● Selected extract:
Capital cities make ideal holiday destinations and Catalonia’s capital Barcelona can rival the best of them. Barcelona attracts many thousands of foreign visitors every year but the city also has plenty to offer the local tourist. With its long history, each new visit to Barcelona can provide an unexpected discovery of a city that we might think we already know very well.
This tour begins in the square of Plaça del Rei, a key site in the history of Barcelona. For centuries, it was the centre of a city that during the Middle Ages became the trading capital of the Mediterranean and today the square is home to the Barcelona City History Museum.
Not far away, Barcelona’s Town Hall also dates back to the mediaeval period and as a building and an institution over the centuries it has managed to survive catastrophes, wars and sieges of all kinds.

● Dataset extract:
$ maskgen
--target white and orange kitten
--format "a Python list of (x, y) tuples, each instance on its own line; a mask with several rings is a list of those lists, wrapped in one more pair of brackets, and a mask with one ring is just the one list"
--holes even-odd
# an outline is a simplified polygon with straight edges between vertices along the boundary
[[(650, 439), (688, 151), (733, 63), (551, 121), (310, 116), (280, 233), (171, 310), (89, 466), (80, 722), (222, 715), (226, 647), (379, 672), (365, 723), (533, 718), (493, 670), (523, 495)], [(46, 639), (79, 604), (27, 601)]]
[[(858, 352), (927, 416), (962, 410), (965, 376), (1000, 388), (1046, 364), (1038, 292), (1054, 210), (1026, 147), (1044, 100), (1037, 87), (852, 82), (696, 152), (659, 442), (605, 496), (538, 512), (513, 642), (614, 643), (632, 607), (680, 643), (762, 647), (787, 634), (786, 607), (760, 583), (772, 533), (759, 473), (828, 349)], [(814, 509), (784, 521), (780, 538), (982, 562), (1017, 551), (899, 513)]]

● What you should do: Please rewrite the part of the Barcelona passage starting with "This tour begins" and going on through "of all kinds.", changing "Town Hall" to "City Hall". The data stand apart from the Barcelona passage.

● Final answer:
This tour begins in the square of Plaça del Rei, a key site in the history of Barcelona. For centuries, it was the centre of a city that during the Middle Ages became the trading capital of the Mediterranean and today the square is home to the Barcelona City History Museum.
Not far away, Barcelona’s City Hall also dates back to the mediaeval period and as a building and an institution over the centuries it has managed to survive catastrophes, wars and sieges of all kinds.